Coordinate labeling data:
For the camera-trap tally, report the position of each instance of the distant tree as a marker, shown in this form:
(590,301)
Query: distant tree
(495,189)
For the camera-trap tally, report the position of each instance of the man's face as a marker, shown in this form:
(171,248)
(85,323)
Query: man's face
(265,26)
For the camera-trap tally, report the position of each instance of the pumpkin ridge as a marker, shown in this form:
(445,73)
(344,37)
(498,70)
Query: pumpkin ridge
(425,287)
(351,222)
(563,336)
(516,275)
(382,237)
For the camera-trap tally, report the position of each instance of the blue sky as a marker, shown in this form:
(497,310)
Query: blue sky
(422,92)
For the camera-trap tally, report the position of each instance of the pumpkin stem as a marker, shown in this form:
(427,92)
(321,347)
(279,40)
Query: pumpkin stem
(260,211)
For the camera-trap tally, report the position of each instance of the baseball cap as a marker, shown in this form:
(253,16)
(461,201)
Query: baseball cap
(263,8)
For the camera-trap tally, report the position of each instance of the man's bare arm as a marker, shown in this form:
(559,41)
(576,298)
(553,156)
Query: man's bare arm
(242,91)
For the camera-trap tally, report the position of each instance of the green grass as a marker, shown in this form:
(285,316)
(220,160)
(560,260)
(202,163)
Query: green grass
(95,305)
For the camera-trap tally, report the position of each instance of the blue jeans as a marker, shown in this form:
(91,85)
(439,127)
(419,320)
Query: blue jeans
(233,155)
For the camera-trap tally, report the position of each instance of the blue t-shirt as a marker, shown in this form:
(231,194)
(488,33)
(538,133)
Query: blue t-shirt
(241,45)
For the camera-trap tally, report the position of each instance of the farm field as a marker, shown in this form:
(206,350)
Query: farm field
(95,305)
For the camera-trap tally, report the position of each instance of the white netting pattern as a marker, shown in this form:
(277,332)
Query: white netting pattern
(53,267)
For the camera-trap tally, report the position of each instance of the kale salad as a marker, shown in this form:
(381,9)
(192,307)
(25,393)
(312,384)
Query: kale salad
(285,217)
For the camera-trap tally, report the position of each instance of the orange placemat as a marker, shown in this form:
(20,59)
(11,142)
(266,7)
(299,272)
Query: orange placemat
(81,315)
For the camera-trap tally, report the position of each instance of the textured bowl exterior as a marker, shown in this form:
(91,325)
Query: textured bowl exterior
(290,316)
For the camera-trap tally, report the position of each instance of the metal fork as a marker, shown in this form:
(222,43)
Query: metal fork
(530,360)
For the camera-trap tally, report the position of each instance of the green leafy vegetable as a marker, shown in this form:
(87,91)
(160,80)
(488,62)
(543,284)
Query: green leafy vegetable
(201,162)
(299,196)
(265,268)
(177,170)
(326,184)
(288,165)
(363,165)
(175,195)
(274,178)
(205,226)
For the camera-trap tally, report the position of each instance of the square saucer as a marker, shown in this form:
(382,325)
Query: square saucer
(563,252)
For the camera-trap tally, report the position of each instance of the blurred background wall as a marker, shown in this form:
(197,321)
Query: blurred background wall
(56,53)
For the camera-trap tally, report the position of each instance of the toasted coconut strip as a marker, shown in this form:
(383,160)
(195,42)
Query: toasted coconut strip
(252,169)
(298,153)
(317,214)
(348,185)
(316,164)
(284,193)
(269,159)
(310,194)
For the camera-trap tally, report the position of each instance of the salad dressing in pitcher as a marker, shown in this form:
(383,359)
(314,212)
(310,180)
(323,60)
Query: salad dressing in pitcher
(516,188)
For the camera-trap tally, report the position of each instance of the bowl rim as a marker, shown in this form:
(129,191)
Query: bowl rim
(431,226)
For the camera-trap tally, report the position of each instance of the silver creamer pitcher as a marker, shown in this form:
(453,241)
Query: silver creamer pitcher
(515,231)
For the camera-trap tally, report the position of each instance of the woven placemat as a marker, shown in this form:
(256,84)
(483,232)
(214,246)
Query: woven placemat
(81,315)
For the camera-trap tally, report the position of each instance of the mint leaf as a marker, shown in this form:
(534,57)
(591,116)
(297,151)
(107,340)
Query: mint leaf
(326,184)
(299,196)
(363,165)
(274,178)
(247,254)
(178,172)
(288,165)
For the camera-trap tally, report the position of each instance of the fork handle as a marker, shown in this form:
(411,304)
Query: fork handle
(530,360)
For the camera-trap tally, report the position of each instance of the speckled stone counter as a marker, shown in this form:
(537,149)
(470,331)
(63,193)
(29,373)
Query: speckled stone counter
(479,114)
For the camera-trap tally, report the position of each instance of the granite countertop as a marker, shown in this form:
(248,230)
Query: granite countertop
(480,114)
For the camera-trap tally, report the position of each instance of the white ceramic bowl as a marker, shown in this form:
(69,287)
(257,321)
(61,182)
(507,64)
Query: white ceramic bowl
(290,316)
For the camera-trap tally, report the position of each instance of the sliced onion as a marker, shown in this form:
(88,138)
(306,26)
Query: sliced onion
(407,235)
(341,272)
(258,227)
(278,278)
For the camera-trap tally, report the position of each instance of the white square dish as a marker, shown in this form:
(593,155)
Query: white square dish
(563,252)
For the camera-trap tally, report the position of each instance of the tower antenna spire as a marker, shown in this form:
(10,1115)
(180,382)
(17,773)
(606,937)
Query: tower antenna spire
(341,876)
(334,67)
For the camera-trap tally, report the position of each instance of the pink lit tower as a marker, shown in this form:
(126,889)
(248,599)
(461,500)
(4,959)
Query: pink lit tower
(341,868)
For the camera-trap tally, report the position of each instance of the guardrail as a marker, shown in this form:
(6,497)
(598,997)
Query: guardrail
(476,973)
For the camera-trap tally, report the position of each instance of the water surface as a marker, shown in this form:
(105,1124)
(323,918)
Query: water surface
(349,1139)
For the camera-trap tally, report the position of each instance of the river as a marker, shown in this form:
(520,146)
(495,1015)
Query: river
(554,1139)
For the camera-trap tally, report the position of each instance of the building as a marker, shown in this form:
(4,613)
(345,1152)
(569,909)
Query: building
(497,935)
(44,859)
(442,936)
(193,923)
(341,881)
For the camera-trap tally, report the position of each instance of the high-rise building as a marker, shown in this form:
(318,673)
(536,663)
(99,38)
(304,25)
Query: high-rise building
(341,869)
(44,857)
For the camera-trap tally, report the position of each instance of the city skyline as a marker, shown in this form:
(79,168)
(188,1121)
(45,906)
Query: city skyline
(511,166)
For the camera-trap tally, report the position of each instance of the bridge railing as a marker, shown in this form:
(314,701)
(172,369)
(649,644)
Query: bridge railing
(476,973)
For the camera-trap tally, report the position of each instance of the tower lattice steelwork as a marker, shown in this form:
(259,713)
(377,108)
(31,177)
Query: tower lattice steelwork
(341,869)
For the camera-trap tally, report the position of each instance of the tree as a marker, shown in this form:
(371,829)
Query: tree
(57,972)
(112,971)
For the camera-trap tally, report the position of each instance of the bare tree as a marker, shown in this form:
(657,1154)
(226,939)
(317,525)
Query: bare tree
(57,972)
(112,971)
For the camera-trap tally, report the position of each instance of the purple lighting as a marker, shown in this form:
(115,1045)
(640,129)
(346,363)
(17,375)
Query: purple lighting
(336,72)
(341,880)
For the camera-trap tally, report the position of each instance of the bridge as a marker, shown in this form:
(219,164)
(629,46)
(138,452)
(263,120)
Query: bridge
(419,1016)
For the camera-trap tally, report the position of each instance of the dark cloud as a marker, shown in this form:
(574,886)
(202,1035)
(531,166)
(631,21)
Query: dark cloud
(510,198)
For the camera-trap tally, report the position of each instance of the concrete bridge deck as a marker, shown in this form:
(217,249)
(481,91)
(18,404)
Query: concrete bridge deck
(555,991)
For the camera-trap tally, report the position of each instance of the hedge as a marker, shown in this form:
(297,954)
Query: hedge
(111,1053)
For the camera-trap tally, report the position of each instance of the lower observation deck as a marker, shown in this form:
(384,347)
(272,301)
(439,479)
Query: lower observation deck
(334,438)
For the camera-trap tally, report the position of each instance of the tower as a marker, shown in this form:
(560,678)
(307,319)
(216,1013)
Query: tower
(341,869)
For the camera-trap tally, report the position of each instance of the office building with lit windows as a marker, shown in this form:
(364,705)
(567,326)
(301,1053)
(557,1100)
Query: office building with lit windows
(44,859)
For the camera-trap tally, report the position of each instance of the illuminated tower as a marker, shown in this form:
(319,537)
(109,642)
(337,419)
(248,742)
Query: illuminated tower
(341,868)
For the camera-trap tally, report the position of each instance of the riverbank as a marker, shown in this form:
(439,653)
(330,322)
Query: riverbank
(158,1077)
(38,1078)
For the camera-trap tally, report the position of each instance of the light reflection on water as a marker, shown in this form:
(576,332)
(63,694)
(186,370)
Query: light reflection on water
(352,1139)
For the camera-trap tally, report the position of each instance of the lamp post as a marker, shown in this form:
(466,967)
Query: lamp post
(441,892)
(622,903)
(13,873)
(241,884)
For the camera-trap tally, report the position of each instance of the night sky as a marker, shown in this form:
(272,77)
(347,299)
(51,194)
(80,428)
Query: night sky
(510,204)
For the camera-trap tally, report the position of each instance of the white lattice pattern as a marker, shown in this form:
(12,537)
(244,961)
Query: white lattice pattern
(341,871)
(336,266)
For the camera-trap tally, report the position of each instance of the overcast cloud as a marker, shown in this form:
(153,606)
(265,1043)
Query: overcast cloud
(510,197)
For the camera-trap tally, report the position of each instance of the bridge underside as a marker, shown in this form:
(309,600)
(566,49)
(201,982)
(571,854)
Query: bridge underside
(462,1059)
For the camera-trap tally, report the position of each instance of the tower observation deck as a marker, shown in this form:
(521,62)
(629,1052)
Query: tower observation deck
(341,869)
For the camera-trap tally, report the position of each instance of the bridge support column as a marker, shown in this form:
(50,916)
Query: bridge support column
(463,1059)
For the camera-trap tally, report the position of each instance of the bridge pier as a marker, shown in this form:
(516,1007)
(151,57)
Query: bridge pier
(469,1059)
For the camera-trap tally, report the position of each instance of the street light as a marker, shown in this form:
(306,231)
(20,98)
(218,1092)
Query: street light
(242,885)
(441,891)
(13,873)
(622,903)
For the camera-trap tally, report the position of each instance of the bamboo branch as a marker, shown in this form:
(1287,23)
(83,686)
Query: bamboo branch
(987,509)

Your goal
Starting with the line that contains "of the overcast", repeat each line through the last one exactly as it appears. Include both ends and nothing more.

Correct result
For the camera-trap tally, report the position of each instance of the overcast cloud as a marker, shown in this form:
(153,606)
(265,1043)
Query: overcast cloud
(510,197)
For the camera-trap tally, report the position of each instance of the bridge underside as a marker, shown in this form:
(309,600)
(566,49)
(201,982)
(571,854)
Query: bridge underside
(462,1059)
For the camera-trap tally, report the position of each instance of the tower observation deck as a marker, shown in this form:
(521,62)
(629,1052)
Query: tower observation deck
(341,869)
For the camera-trap tally, report the position of each instance of the bridge support column as a marker, shown in this form:
(50,916)
Query: bridge support column
(463,1059)
For the camera-trap tally, report the position of each instance of the bridge pier as a marker, shown in this form:
(516,1007)
(151,57)
Query: bridge pier
(469,1059)
For the camera-trap tally, report the position of each instance of the street light as a marker, shown in this form:
(306,231)
(20,98)
(218,1092)
Query: street light
(242,885)
(441,891)
(13,873)
(622,903)
For the camera-trap tally, report the position of each instance of the bamboo branch as a marker, shown in this form:
(1287,23)
(83,686)
Query: bamboo branch
(987,509)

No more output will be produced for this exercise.